# [EXERCISE INSTRUCTIONS]
Put all of the following lines into a numbered list, leaving out any blank lines.

# [RECORD EXTRACTS]
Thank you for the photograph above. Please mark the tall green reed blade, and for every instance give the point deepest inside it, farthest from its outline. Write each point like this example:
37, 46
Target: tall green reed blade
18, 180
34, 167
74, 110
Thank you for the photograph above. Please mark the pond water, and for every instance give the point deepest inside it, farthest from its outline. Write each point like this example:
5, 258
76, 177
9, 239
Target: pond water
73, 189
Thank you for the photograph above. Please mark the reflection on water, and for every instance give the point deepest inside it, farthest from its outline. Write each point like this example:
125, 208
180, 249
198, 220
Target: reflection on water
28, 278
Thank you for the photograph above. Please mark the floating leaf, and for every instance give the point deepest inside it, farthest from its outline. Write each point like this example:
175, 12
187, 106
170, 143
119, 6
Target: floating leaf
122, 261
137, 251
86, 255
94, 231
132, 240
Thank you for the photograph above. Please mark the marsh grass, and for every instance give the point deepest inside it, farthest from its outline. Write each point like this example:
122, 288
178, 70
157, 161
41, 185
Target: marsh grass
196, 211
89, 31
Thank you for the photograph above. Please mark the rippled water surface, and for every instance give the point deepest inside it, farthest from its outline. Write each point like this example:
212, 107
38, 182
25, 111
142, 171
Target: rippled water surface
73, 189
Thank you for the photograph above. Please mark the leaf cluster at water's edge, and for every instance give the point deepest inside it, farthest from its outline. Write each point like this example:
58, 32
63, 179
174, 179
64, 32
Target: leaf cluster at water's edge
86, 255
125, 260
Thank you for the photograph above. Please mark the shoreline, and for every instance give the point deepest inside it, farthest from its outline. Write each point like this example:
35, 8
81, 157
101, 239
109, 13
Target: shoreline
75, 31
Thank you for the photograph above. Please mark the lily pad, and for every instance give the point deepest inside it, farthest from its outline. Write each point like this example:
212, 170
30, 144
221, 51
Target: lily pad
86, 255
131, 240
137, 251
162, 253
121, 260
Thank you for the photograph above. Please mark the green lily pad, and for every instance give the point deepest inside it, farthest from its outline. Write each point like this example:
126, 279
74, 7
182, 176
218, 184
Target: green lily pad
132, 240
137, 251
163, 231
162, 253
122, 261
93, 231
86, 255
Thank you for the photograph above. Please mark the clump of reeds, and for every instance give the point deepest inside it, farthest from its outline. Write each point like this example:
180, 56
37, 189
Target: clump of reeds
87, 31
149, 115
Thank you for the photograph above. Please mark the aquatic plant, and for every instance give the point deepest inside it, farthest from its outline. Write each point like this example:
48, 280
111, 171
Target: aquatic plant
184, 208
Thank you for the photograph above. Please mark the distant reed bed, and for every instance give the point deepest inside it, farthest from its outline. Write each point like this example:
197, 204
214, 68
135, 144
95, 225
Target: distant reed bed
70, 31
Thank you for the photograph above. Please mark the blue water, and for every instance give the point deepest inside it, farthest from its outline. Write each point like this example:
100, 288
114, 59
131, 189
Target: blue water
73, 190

# [REPLY TO THE EXERCISE]
1. Thank you for the photograph above. Please mark the tall green reed blade, and for every instance give the point deepest inside it, farthest from its outline. Write each point like this example:
2. 37, 46
3. Target: tall green reed blade
4. 18, 180
5. 34, 167
6. 74, 110
7. Thank you for the photograph above. Please mark the pond water, and for every instance give the point deepest inside it, farthest from its outline. Write each point like this example:
8. 5, 258
9. 76, 177
10. 9, 239
11. Target: pond water
12. 73, 189
13. Thank you for the photograph above. Please mark the reflection on water, and for every instance give the point deepest inside it, farthest from its outline. Write each point like this example:
14. 125, 208
15. 180, 249
16. 198, 220
17. Target: reflection on water
18. 28, 278
19. Thank you for the photograph above. Please mark the floating leaf, and for every instance give the point deepest inside it, farthest from its outline. Write each point like this example:
20. 175, 12
21. 187, 106
22. 170, 143
23. 119, 6
24. Target: floating leaf
25. 122, 261
26. 137, 251
27. 86, 255
28. 94, 231
29. 132, 240
30. Thank you for the photograph above. Please mark the marsh grass, and for every instance give the point deepest inside it, farthest from its outline. Write each point like this example:
31. 122, 288
32. 178, 70
33. 157, 161
34. 41, 185
35. Target: marsh grass
36. 196, 211
37. 89, 31
38. Thank you for the photograph above. Please mark the rippled water surface, and for every instance give the point deepest inside it, farthest from its outline. Write each point like this example:
39. 212, 107
40. 38, 182
41. 25, 111
42. 142, 171
43. Target: rippled water surface
44. 73, 189
45. Thank you for the photograph above. Please mark the leaf cluster at water's edge, and for every instance give the point deepest inside it, farthest from its outline. Write each point like this example:
46. 58, 32
47. 63, 179
48. 174, 179
49. 64, 32
50. Target: leaf cluster at water's edge
51. 86, 255
52. 125, 260
53. Thank you for the photograph above. Please mark the shoreline, and for every instance give the point deepest inside it, farthest from its outline. Write each point like this example:
54. 35, 8
55. 81, 157
56. 101, 239
57. 109, 13
58. Target: shoreline
59. 75, 31
60. Thank you for the photograph above. Please mark the lily pad, and for every instance give the point deepest inside it, farthest from its outline. Write each point like this example:
61. 212, 170
62. 30, 144
63. 221, 51
64. Target: lily pad
65. 86, 255
66. 131, 240
67. 137, 251
68. 162, 253
69. 121, 260
70. Thank you for the photograph above. Please mark the green lily pad, and for every instance give the point deepest inside it, farthest from its outline. Write each point like this example:
71. 126, 279
72. 74, 7
73. 182, 176
74. 218, 184
75. Target: green lily pad
76. 132, 240
77. 137, 251
78. 163, 231
79. 162, 253
80. 122, 261
81. 93, 231
82. 86, 255
83. Thank you for the photograph above. Please mark the clump of reeds, and for every instance give the point deepest inside it, farthest from its outline. Write each point like this example:
84. 180, 56
85. 37, 189
86. Target: clump of reeds
87. 87, 31
88. 149, 115
89. Thank you for the photograph above. Please mark the aquatic plant, and for every instance give the point deepest inside it, farthest from its outline. Write each point like this example:
90. 48, 280
91. 111, 171
92. Target: aquatic plant
93. 184, 208
94. Thank you for the photograph above. Please mark the distant reed bed, and for every instance give the point deepest inside it, farthest from its outline. Write each point like this example:
95. 197, 204
96. 214, 68
97. 135, 144
98. 95, 225
99. Target: distant reed bed
100. 70, 31
101. Thank you for the photograph above. Please mark the blue water, and for every instance give the point deepest inside it, farthest from its outline. Write each point like this example:
102. 100, 288
103. 114, 59
104. 131, 189
105. Target: blue water
106. 73, 190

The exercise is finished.